[[ Record set, beginning ]]
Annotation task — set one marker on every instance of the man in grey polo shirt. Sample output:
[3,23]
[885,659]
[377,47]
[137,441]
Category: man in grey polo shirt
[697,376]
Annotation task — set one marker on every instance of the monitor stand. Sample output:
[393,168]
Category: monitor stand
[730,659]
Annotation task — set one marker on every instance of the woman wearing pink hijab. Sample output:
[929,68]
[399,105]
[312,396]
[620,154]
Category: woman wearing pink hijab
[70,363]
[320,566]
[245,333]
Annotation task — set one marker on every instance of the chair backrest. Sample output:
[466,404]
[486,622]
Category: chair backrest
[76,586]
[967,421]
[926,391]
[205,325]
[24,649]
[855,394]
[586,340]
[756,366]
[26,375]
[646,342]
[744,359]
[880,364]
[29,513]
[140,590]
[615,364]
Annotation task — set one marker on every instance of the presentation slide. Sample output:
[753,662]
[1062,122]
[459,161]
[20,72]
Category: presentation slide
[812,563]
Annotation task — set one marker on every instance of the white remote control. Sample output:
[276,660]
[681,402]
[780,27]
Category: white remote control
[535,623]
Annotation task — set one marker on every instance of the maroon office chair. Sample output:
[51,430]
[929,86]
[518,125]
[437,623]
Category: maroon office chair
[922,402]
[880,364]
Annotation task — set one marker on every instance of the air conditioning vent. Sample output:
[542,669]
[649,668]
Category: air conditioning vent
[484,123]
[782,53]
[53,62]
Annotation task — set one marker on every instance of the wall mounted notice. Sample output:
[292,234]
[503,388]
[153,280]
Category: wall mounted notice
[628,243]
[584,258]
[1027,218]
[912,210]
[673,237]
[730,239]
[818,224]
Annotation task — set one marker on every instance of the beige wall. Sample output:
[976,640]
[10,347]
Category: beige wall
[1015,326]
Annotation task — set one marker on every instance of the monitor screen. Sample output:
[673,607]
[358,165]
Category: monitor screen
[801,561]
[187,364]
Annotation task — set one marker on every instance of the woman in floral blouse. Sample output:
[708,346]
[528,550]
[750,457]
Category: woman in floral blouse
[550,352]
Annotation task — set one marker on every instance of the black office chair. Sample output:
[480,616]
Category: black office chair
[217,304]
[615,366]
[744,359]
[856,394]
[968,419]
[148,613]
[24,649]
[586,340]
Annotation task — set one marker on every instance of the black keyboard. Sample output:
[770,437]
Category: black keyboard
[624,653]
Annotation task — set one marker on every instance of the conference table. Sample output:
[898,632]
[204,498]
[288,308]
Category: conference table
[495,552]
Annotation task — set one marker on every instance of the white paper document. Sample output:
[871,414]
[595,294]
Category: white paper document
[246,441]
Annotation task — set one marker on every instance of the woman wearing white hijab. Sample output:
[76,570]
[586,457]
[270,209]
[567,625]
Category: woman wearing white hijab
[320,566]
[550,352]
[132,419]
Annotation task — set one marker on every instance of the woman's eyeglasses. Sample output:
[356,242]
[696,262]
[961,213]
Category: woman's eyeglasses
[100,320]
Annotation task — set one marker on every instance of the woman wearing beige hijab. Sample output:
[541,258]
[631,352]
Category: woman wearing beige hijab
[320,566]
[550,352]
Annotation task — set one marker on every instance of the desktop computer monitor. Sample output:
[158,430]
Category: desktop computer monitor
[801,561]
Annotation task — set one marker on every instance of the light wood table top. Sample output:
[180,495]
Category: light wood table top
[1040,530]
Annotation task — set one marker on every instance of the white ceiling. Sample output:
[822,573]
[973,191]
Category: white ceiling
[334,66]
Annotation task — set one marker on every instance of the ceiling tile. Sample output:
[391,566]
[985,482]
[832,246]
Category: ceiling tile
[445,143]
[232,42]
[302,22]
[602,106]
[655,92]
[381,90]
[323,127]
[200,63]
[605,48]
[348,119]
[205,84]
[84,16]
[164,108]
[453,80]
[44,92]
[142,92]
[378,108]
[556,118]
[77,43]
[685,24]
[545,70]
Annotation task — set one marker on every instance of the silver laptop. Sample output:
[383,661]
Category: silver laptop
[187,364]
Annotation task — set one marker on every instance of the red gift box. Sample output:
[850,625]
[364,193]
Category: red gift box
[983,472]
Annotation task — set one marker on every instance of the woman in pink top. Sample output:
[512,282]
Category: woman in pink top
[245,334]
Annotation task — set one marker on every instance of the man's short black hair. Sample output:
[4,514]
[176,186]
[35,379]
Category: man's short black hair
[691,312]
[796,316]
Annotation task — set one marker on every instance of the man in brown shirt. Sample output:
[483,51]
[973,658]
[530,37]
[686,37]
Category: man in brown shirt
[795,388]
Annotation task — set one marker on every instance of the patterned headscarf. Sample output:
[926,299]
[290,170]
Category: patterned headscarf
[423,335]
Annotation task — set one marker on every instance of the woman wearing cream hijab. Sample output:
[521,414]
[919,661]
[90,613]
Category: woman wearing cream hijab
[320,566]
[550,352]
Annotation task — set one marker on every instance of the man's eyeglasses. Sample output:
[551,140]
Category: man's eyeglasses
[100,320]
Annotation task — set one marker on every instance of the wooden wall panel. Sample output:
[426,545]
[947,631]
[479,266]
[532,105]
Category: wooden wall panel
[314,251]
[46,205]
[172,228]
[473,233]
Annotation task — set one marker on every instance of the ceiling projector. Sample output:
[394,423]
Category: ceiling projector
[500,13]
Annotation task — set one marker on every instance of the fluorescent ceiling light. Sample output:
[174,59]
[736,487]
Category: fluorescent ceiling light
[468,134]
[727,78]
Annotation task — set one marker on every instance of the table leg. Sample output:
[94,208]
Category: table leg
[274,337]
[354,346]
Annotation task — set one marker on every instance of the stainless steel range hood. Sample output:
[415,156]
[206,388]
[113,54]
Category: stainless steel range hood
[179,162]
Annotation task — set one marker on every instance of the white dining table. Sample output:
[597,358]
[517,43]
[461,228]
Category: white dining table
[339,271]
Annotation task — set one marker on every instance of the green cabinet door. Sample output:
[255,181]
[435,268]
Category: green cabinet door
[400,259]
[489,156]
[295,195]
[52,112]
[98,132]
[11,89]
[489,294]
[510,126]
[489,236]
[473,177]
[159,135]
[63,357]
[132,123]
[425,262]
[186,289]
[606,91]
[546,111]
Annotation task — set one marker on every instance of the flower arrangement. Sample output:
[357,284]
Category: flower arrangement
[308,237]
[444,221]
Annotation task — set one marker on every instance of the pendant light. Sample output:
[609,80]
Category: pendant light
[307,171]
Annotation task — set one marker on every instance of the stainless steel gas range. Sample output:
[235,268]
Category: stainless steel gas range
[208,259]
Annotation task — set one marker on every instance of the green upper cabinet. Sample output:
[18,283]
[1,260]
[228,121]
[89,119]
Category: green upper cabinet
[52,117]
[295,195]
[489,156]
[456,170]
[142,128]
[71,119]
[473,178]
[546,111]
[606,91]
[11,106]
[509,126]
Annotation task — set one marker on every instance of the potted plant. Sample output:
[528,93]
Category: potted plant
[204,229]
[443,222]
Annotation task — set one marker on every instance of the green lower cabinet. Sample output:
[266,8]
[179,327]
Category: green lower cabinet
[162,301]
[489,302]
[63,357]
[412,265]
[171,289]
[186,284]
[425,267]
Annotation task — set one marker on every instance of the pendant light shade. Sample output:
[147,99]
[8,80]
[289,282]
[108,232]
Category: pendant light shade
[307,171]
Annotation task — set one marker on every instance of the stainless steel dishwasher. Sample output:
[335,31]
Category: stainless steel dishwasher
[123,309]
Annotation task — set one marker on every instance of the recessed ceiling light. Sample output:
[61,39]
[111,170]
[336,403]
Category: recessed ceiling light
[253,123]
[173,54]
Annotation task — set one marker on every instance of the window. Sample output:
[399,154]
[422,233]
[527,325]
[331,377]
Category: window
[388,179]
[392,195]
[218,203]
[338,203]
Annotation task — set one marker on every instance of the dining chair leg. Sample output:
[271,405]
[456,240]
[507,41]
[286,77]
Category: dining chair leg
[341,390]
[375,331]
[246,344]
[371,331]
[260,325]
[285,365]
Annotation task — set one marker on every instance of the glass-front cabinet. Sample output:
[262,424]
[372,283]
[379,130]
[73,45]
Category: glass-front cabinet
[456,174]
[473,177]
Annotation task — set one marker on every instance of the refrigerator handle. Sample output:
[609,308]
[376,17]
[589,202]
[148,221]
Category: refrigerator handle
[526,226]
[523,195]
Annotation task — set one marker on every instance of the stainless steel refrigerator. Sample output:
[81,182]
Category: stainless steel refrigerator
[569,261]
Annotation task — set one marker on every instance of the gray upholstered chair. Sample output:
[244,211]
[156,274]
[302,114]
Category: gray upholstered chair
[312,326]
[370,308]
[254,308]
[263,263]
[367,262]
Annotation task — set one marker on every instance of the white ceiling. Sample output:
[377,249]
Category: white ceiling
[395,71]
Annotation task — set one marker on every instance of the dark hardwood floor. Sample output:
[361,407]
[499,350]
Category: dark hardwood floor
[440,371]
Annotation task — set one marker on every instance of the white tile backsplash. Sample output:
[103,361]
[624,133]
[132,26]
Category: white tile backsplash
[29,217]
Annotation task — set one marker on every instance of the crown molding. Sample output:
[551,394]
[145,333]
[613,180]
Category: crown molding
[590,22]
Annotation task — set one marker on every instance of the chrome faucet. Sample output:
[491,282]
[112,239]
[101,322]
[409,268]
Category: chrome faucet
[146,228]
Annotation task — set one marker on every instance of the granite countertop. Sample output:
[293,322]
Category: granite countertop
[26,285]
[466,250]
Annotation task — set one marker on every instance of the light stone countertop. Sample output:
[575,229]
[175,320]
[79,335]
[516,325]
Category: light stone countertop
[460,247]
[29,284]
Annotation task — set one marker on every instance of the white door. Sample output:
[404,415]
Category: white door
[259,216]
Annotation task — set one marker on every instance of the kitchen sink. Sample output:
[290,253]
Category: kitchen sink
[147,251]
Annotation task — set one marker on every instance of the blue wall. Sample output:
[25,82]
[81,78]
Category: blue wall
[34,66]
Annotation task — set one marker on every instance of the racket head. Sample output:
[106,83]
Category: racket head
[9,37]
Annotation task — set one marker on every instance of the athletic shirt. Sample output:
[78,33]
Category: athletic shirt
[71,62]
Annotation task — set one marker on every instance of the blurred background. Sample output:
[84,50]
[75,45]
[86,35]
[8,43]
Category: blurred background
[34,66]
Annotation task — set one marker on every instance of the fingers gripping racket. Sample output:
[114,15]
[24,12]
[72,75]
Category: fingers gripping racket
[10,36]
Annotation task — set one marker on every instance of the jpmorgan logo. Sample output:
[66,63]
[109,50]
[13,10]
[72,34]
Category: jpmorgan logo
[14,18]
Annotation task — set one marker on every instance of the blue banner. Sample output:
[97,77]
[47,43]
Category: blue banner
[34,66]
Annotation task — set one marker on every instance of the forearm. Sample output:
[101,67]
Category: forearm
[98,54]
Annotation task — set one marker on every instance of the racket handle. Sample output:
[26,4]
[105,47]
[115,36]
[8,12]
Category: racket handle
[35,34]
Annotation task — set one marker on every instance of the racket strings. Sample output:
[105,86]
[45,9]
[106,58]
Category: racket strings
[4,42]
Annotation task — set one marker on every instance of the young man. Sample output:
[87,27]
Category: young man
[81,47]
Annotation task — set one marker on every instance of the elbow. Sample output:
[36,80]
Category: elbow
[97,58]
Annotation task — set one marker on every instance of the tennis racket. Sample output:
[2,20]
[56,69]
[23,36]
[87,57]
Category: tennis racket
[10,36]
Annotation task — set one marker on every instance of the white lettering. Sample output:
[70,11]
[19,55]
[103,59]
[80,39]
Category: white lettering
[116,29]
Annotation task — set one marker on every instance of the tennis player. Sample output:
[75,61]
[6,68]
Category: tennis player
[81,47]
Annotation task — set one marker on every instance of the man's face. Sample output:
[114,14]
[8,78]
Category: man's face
[[ Record set, end ]]
> _Exercise requirements_
Check each line of the entries, and copy the ones that contain "face".

> _Solution to this exercise_
Annotation task — set one marker on every instance of the man's face. Sample output:
Category: man's face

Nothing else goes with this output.